[Goal] Render the lines of the records below as a JSON list of strings, one string per line and with blank lines omitted. Begin at the start of the records and end with the line that contains "147], [49, 142]]", including both ends.

[Records from a dataset]

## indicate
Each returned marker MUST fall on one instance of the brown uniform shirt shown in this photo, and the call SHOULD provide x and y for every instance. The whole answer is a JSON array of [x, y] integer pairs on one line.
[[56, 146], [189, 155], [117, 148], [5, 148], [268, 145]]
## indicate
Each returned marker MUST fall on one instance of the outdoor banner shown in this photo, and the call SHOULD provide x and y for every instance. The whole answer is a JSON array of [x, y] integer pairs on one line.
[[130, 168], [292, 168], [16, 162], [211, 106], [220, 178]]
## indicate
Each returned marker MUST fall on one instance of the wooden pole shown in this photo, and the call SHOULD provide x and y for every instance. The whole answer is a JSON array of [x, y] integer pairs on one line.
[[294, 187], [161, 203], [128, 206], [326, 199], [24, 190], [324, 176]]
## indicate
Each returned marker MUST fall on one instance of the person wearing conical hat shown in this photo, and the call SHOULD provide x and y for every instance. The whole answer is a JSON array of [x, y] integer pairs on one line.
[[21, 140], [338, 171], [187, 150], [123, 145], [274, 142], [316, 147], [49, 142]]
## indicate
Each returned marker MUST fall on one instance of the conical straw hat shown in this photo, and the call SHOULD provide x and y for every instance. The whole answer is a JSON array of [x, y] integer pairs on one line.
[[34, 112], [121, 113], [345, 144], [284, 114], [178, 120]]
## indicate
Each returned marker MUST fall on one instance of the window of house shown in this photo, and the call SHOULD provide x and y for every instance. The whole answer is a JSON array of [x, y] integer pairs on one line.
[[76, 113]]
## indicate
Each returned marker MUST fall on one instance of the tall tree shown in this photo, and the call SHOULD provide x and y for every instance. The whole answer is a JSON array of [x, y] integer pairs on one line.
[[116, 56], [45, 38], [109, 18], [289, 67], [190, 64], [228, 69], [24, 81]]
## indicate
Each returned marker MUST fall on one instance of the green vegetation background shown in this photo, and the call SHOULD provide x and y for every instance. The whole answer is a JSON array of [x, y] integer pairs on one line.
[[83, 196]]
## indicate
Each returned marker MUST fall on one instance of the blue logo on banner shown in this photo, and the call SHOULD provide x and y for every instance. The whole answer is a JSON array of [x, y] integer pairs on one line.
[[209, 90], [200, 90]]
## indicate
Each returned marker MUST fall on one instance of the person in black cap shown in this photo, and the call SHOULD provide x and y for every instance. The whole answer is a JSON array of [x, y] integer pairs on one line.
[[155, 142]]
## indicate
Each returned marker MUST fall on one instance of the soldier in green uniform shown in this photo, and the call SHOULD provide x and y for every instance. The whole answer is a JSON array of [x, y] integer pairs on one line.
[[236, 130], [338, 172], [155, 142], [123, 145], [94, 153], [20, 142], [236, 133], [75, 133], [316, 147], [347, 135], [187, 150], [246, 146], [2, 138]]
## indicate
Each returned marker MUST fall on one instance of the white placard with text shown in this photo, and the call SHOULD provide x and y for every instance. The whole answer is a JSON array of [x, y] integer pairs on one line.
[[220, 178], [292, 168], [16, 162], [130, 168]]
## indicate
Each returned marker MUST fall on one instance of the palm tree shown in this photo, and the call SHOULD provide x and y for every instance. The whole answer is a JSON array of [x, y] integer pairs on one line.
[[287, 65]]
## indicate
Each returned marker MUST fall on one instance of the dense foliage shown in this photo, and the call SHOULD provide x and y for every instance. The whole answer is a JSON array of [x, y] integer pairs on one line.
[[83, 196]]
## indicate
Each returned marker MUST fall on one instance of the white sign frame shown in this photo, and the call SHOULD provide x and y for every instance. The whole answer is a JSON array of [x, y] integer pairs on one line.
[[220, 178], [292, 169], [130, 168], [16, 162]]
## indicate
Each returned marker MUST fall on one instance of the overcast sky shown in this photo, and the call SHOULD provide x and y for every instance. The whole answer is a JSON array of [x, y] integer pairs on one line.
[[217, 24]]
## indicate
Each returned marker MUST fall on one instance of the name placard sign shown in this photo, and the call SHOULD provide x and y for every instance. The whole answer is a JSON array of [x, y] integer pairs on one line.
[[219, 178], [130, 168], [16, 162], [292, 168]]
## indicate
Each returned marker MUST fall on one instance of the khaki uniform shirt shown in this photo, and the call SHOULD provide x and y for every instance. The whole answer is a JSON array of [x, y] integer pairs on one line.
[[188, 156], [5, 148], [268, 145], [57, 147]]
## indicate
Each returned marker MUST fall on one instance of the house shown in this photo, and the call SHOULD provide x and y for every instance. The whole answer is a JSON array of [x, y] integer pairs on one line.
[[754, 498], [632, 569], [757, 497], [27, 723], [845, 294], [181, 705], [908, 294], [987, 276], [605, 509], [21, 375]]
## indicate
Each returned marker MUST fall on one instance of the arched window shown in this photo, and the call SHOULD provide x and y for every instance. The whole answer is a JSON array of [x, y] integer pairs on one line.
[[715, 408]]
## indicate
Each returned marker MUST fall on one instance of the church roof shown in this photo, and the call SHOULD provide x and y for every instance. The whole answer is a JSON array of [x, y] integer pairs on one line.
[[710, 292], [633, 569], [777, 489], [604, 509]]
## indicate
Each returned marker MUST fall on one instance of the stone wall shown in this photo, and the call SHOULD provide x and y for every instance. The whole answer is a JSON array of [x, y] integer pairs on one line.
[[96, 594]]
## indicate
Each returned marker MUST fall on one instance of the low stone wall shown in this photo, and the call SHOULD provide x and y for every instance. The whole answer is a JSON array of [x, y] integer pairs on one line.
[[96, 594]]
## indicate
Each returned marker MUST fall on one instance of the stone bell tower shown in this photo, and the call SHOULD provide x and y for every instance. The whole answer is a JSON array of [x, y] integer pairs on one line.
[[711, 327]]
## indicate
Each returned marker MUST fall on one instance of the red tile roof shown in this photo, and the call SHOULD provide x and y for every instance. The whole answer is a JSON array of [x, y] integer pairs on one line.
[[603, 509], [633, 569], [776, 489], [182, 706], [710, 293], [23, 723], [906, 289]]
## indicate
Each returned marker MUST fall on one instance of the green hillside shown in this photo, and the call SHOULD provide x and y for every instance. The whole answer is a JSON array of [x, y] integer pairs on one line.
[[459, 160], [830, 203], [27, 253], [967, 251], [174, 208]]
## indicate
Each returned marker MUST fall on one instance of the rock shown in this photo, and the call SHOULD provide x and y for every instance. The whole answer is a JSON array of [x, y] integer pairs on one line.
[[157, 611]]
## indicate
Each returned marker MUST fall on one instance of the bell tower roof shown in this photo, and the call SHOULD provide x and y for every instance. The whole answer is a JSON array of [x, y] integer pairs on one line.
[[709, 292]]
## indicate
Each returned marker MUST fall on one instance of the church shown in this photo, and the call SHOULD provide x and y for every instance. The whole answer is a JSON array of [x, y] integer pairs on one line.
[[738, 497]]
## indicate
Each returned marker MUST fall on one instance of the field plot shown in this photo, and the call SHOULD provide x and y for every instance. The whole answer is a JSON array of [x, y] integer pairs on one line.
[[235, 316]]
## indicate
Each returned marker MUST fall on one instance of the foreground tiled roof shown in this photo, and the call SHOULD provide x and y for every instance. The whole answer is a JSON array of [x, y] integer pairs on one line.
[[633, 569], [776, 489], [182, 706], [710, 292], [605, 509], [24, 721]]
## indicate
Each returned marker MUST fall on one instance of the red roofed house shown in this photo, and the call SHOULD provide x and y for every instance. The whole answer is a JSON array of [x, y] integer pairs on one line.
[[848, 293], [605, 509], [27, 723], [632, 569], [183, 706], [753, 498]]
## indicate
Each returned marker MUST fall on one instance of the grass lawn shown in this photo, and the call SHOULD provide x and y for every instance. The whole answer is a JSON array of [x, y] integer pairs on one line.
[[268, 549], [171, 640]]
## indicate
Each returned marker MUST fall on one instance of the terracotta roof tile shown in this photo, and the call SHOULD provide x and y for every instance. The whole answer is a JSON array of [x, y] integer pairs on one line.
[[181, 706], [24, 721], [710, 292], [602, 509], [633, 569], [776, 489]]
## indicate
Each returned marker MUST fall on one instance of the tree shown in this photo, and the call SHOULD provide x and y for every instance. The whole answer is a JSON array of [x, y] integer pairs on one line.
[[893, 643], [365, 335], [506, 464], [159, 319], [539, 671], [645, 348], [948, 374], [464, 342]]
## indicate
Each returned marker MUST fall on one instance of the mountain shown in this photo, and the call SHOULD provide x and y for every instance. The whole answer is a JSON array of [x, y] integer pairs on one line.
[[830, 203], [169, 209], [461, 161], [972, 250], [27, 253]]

[Problem solution]
[
  "## indicate",
  "Each returned marker MUST fall on one instance of the brown uniform shirt shown in this photo, and the call SHOULD provide x and y for every instance. The whole answer is a JSON array of [x, y] integer pairs on one line.",
  "[[56, 146], [189, 155], [117, 148], [5, 148], [268, 145]]",
  "## indicate",
  "Each returned marker MUST fall on one instance of the outdoor banner shown in this photo, and the call SHOULD provide x and y for every instance. The whole answer is a JSON array of [x, y] integer pairs on one line.",
  "[[130, 168], [292, 168], [16, 162], [211, 106], [220, 178]]",
  "## indicate",
  "Each returned marker MUST fall on one instance of the wooden pole shown in this photo, and the call SHOULD provide x and y for every instance. The whole answer is a JSON array of [x, y] integer pairs on one line.",
  "[[294, 187], [161, 203], [128, 206], [326, 199], [24, 190], [324, 176]]",
  "## indicate",
  "Each returned marker MUST fall on one instance of the person wearing conical hat shown in this photo, and the call SHOULD provide x and y for every instance. The whole answer is a JSON array of [x, y] integer pairs on one line.",
  "[[21, 140], [338, 171], [187, 150], [123, 145], [274, 142], [316, 147], [49, 142]]"
]